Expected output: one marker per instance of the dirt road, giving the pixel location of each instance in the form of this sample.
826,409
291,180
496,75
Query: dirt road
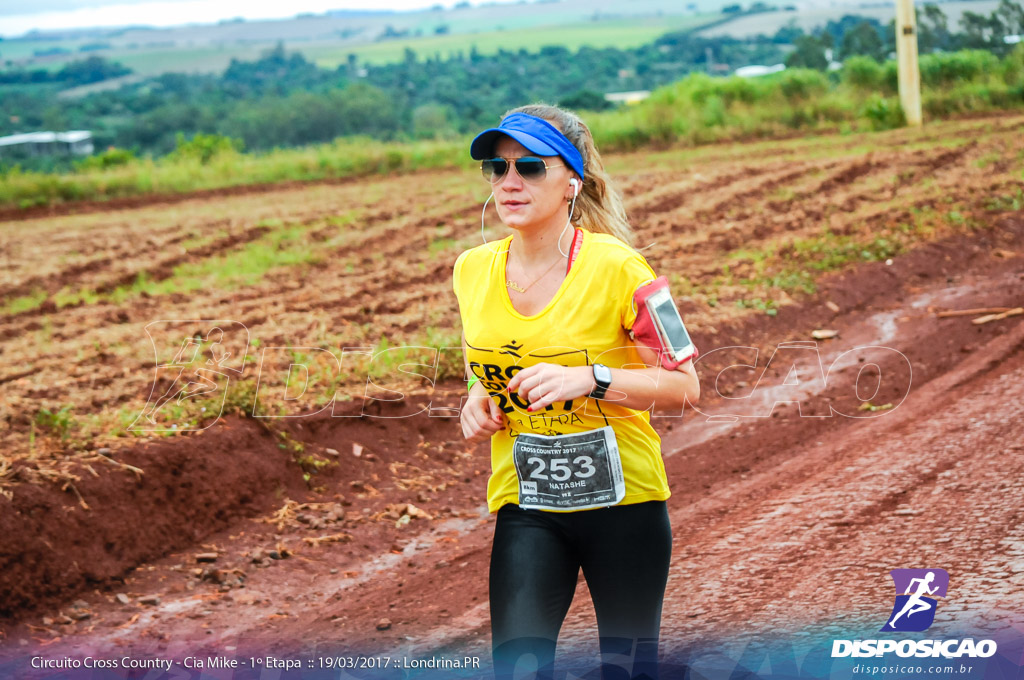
787,519
812,468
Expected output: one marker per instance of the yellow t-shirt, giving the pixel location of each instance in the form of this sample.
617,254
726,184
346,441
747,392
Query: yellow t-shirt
586,323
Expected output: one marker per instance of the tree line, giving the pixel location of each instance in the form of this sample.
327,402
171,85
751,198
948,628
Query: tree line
282,99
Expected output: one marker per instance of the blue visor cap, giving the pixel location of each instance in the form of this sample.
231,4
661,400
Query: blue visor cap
537,134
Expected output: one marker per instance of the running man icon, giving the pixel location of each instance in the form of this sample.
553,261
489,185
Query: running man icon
913,609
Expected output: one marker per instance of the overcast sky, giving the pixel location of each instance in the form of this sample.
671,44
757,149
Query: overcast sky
83,13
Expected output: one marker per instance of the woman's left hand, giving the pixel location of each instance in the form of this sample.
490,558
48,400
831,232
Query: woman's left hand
543,384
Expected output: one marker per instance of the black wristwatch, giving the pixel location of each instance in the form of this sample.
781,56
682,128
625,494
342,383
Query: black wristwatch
602,376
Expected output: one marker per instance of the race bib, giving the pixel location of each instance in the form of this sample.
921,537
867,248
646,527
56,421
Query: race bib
577,471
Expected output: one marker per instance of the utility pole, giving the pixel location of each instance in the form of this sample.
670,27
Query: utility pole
906,56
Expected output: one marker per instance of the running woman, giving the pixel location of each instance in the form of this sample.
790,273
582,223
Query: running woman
563,392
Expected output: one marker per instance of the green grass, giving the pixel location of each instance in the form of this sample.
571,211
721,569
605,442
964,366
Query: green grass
623,35
697,110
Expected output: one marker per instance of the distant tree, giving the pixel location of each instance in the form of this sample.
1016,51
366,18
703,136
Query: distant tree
979,31
1012,16
933,30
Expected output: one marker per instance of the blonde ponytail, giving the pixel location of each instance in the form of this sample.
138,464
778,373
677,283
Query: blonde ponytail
599,206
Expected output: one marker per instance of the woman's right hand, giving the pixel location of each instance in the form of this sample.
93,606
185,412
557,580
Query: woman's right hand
480,416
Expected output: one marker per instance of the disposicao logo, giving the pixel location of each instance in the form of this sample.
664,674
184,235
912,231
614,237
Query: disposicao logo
913,611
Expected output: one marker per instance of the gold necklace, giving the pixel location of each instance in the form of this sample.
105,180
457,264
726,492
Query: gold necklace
517,288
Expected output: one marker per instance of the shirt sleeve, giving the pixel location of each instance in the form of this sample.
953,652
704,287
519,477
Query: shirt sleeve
635,272
457,272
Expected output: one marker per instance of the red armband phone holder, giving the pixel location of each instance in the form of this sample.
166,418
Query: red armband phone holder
645,330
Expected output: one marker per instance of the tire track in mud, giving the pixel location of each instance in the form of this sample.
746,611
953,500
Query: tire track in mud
776,511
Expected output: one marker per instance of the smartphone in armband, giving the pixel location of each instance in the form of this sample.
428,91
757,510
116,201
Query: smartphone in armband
658,325
675,340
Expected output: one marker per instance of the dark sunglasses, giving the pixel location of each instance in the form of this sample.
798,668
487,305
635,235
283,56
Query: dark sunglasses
530,168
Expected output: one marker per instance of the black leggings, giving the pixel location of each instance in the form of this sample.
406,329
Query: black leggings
535,562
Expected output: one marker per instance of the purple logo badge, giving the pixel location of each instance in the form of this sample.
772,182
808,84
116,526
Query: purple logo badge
915,593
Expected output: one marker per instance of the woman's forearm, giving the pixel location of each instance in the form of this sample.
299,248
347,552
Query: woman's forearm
643,388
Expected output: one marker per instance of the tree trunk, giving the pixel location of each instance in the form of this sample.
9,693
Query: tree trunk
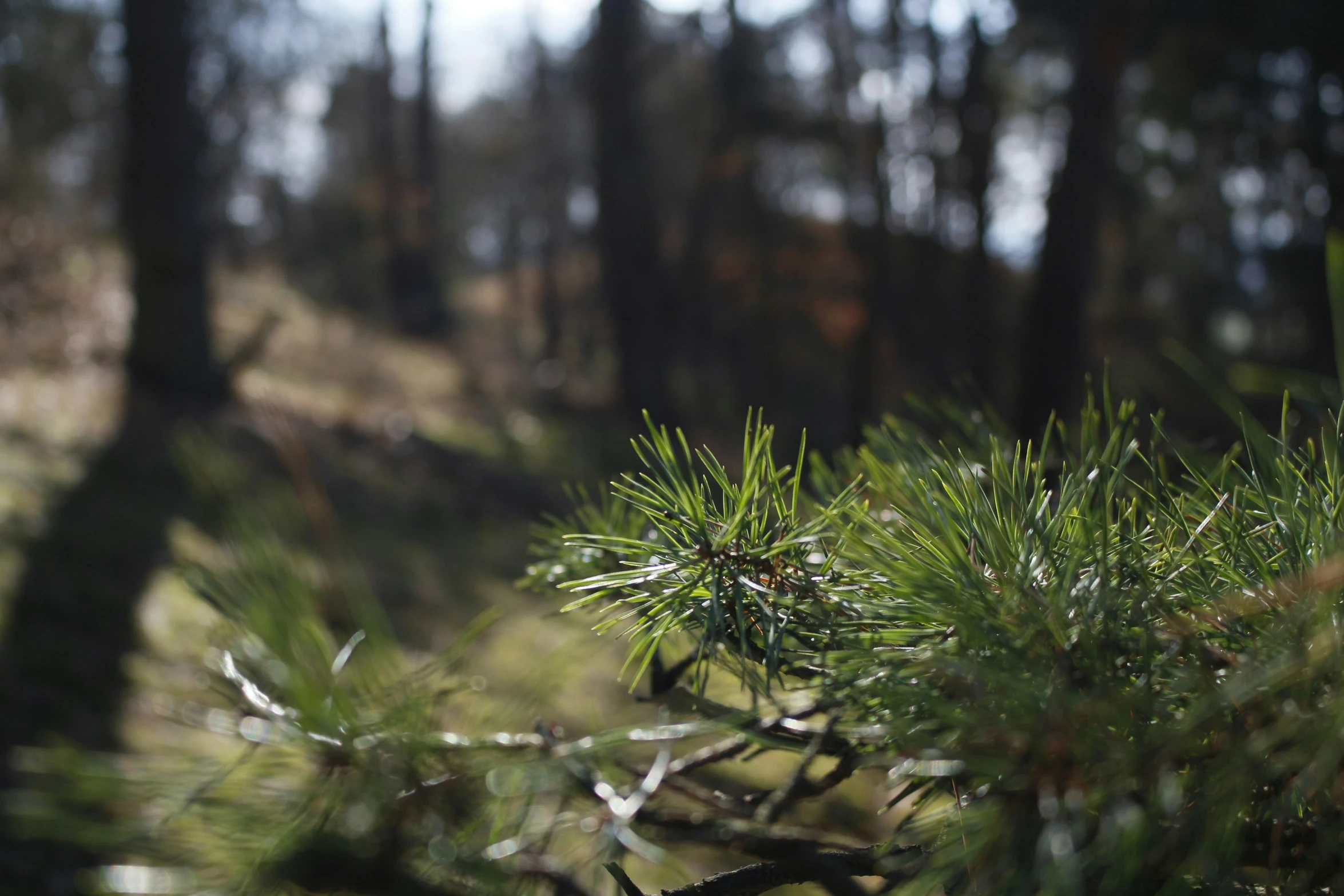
71,620
551,189
632,273
977,121
417,292
171,352
1053,352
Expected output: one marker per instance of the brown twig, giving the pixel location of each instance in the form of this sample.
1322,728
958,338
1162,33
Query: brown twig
753,880
774,804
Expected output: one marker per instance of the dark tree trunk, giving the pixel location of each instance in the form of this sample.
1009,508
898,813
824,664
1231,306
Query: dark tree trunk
171,352
977,121
1053,352
551,189
417,292
632,272
71,620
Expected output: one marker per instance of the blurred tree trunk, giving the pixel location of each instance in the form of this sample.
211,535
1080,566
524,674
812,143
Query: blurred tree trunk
410,217
1053,354
163,203
417,290
548,149
382,125
632,273
71,620
977,122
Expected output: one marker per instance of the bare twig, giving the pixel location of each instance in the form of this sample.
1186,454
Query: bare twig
547,868
714,752
774,804
765,876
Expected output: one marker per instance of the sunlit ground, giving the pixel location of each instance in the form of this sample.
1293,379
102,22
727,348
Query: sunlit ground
433,465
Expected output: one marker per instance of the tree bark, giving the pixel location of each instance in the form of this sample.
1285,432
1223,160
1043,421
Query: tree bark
71,620
1053,351
417,290
634,278
977,121
171,351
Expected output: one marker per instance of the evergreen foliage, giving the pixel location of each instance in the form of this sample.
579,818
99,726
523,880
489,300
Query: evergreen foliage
1107,664
1101,666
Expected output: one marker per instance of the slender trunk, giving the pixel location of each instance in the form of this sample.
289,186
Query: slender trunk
71,618
1053,352
874,240
417,293
551,182
382,125
977,121
632,272
171,351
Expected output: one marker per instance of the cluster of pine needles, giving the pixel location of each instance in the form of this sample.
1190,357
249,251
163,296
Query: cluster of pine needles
1103,664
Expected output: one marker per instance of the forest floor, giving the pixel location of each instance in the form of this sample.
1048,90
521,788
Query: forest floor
436,459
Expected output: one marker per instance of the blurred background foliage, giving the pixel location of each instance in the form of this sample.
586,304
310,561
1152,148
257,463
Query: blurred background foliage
435,308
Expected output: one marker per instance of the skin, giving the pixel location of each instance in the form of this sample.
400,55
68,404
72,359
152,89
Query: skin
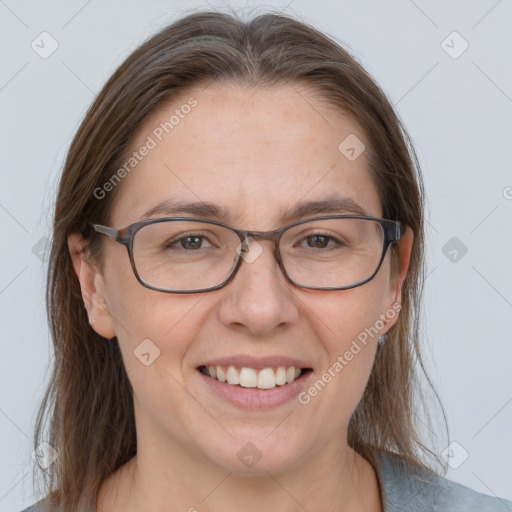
255,152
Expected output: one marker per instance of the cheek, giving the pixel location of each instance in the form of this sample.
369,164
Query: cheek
151,326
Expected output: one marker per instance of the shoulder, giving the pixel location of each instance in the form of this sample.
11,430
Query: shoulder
405,488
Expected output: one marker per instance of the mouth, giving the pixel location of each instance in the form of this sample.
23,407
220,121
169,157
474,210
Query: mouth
257,378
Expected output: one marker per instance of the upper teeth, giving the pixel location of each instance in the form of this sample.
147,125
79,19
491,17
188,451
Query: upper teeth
265,378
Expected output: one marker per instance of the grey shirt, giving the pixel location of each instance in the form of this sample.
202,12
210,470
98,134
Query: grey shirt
405,491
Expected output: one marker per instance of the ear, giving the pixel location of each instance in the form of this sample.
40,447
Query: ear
394,294
92,287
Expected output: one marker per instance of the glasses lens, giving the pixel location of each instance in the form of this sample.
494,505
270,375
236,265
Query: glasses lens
184,255
332,253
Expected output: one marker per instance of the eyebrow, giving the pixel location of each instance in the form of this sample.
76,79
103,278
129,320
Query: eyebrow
202,209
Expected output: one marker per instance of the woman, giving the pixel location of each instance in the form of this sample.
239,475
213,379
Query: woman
253,343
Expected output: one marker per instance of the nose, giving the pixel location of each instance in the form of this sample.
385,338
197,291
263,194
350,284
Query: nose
259,299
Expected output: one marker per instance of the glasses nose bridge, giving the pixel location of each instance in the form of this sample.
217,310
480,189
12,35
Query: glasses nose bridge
273,235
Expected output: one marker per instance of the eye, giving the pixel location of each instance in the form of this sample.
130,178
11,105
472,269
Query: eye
189,242
320,241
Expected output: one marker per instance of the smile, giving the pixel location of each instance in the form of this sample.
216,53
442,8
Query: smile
265,378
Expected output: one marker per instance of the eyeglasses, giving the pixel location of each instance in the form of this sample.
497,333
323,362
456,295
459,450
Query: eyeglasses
187,255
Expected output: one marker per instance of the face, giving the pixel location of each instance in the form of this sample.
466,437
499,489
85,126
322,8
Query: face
256,154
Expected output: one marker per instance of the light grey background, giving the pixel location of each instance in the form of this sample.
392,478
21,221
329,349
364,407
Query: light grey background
457,110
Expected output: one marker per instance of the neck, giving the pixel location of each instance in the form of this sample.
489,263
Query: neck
334,478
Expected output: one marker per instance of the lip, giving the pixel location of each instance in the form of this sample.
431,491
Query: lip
254,398
257,363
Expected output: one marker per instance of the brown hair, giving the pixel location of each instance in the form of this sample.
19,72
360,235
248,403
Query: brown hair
89,398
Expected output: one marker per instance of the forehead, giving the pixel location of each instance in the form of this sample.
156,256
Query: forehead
253,152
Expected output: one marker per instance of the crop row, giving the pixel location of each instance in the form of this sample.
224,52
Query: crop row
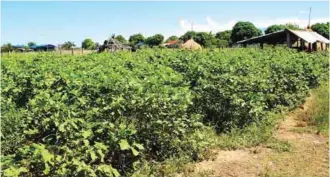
100,114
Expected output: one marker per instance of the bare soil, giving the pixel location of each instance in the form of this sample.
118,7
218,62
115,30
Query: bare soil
308,156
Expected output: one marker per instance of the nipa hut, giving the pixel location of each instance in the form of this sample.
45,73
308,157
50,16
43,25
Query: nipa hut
192,45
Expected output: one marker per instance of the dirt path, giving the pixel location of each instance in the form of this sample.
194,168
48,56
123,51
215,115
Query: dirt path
308,156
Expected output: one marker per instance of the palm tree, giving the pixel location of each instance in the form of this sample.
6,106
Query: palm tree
68,45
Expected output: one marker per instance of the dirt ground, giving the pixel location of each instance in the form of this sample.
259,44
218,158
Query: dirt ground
308,156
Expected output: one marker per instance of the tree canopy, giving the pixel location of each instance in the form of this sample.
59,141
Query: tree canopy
244,30
274,28
7,47
188,35
204,39
322,29
171,38
88,44
292,26
68,45
121,39
155,40
136,38
31,44
223,36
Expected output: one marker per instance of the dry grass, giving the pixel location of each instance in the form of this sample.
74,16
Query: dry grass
296,148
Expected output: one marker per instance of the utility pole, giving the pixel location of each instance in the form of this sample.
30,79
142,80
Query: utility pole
309,19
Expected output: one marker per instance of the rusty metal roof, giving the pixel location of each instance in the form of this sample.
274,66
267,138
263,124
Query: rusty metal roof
310,36
280,36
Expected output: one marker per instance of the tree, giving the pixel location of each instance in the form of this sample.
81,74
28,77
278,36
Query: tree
188,35
31,44
322,29
88,44
204,39
292,26
171,38
223,36
274,28
7,47
244,30
136,38
155,40
121,39
96,45
221,43
68,45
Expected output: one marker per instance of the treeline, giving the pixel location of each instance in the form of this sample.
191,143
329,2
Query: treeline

YOUR OBJECTIVE:
Your task is to return, exactly and on their own, the lines from the one containing "tree canopy, giving" through the last line of the listing.

EXPECTED ANSWER:
Expected output: one marker per instance of the tree canopy, giving the pixel location of each instance in the form of this sample.
59,141
Query: tree canopy
244,30
274,28
7,47
188,35
204,39
322,29
171,38
88,44
292,26
68,45
121,39
155,40
136,38
31,44
223,36
Expected output: one marker per instance of the dry grass, giving the pixel location of each instance in the form of this sample.
74,16
Query: dry grass
296,148
Expected output: one marker per instance of the utility pole, giving the pixel location of each instance in the form of this sample.
30,79
142,80
Query: utility pole
309,19
Expected output: one marker per instance of the rusty metal roof, giving the pixel location of each instance in the form of this sample.
274,66
267,138
263,124
Query: rusty metal roof
310,36
280,36
Expected output: one marker per instance of the tree, giving the pixel location of each instance in the form of this sample.
81,74
28,77
278,36
Query: tree
188,35
31,44
322,29
88,44
204,39
292,26
171,38
223,36
274,28
7,47
244,30
136,38
155,40
121,39
96,45
221,43
68,45
Expected output: one marker per instance of the treeline, giving the pixel location of each instance in the form of this sample.
191,143
329,2
Query: treeline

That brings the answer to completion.